■ Prompt 1 ■
Return each line of the records below that contains the word "vegetation".
■ Prompt 2 ■
Carry on the passage below about push request messages for fund transfers, picking up after its last sentence.

■ Text block ■

________________________

In some embodiments, a push request message for transferring the funds indicated in the processing request message to the recipient account may be generated by a transport computer, and transmitted to the processing computer 210. Steps S212-S214 capture these steps.

In step S212, the first transfer application 204 can work with the transport computer 206 to generate a transfer request message in an API format, and send the transfer request message in API format to the processing computer 210. Step S212 may not be initiated prior to the first transfer application 204 receiving the confirmation message from the processing computer 210 confirming the receipt of the supplemental data and the transaction data elements. For example, the receipt of the confirmation message from the processing computer 210 may be a prerequisite to the first transfer application 204 initiating the process to generate the push request message.

In step S214, the transport computer 206 can generate the push request message. The push request message may be in ISO 8583 format. In some embodiments, the push request message may be an original credit transaction (OCT) request message. The push request message may include the transaction data elements. The supplemental data elements may not be included in the push request message due to size limitation and industry standard format of the push request message (e.g., ISO 8583 format does not allow for, or does not include data fields to accept supplemental data as described herein). For example, the sender's note may be too large to store in ISO format. The push request message (not including the supplemental data) can be sent from the transport computer 206 to the processing computer 210.

In step S216, the processing computer 210 can validate the push request message. If the sender's account credential is a payment token, the processing computer 210 detokenizes the payment token to obtain the payment credential. If the first user's credentials include a digital tag, the processing computer 210 can communicate with the digital tag computer 208 to obtain the account credential for the first user (e.g., the sender 202). The digital tag computer 208 may store at the second database a mapping between the digital tag of the first user and a credential associated with the first user. The digital tag computer 208 may identify the credential at the secure database, retrieve the credential from the secure database, and transmit the credential to the processing computer 210. Later, the transaction is settled using funds debited to an account associated with the credential of the first user.

________________________

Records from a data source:
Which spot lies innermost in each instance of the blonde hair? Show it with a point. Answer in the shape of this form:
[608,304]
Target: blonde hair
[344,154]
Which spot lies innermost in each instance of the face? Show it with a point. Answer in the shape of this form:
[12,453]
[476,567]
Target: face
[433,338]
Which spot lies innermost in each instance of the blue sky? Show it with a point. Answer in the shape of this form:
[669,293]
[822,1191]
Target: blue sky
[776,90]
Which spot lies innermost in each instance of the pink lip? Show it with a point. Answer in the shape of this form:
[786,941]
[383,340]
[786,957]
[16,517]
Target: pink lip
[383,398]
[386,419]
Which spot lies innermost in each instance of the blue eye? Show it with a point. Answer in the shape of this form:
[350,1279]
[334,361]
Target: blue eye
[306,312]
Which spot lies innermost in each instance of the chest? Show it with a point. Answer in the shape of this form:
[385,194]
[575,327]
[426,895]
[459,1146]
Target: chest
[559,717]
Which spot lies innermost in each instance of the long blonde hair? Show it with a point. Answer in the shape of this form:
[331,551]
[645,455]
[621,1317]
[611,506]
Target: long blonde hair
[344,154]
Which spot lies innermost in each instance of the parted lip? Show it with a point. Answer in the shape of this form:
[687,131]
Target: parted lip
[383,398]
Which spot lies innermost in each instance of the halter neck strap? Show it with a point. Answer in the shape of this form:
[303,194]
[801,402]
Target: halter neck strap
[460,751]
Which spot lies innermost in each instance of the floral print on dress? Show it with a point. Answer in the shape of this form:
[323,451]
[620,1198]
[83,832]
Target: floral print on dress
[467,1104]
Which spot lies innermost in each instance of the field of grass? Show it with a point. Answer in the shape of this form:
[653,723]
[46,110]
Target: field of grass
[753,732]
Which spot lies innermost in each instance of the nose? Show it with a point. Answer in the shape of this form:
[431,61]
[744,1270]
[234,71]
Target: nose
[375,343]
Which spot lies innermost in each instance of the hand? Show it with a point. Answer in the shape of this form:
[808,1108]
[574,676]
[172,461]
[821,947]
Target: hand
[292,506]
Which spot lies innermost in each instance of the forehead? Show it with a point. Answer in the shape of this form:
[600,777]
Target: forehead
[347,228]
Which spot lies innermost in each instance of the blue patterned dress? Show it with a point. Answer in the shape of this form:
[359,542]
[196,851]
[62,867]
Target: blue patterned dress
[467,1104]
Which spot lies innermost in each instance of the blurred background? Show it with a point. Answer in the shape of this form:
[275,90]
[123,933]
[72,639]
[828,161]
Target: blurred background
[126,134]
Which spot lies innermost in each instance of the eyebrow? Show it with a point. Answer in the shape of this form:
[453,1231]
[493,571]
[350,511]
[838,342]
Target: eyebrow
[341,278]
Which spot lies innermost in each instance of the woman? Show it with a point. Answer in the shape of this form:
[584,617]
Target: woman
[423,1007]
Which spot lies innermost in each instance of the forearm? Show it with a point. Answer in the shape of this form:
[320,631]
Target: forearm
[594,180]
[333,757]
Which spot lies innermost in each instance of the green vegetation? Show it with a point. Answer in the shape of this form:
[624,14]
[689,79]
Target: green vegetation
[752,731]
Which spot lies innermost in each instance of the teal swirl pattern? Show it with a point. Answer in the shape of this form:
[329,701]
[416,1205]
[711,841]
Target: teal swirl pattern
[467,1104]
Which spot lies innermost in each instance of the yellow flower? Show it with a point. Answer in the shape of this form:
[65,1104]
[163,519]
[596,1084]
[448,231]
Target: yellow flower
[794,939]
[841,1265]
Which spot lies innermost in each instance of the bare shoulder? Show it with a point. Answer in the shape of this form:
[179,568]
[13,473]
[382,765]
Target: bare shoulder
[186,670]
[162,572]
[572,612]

________________________

■ Task response 1 ■
Which spot lies innermost in each instance of the green vegetation? Show it with a point. Answer in the shape of this form:
Target: green vegetation

■ Task response 2 ■
The push request message may confirm to a format that the authorizing entity is configured to process. The format may not include a data field configured to store or transmit the supplemental data. For example, the push request message may be in ISO format. In some embodiments, the push request message may be OCT authorization request message. In some embodiments, the processing computer 210 may also generate a unique identifier (e.g., a transaction ID) for the transaction and may include unique identifier in the push request message transmitted to the authorizing entity computer 212. The push request message may comprise the payment credential, the unique identifier, the transaction data elements, but not the supplemental data. The supplemental data may also be stored at the database as being associated with the unique identifier. The processing computer 210 can then send the push request message to the authorizing entity computer 212.

In step S218, the authorizing entity computer 212 can validate the push request message, and authorize the transaction.

In step S220, upon authorizing the transfer, the authorizing entity computer 212 can credit the recipient's account associated with the second transfer application 214 of the transaction and advise the second transfer application 214 of the payment transfer.

In step S222, the authorizing entity computer 212 can generate a push response message. The push response message can comprise an indication of the funds being deposited at the recipient's account, the unique identifier (if applicable), and the transaction data elements. The authorizing entity computer 212 can send the push response message to the processing computer 210. The push response message may be in ISO format. In some embodiments, the push response message may be OCT authorization response message.

In step S224, the processing computer 210 can generate a transfer response message (e.g., a transfer complete notification message) comprising elements of the push response message. The transfer response message may be in ISO format. In some embodiments, the transfer response message may be OCT response message. The processing computer 210 may transmit the transfer response message to the transport computer 206.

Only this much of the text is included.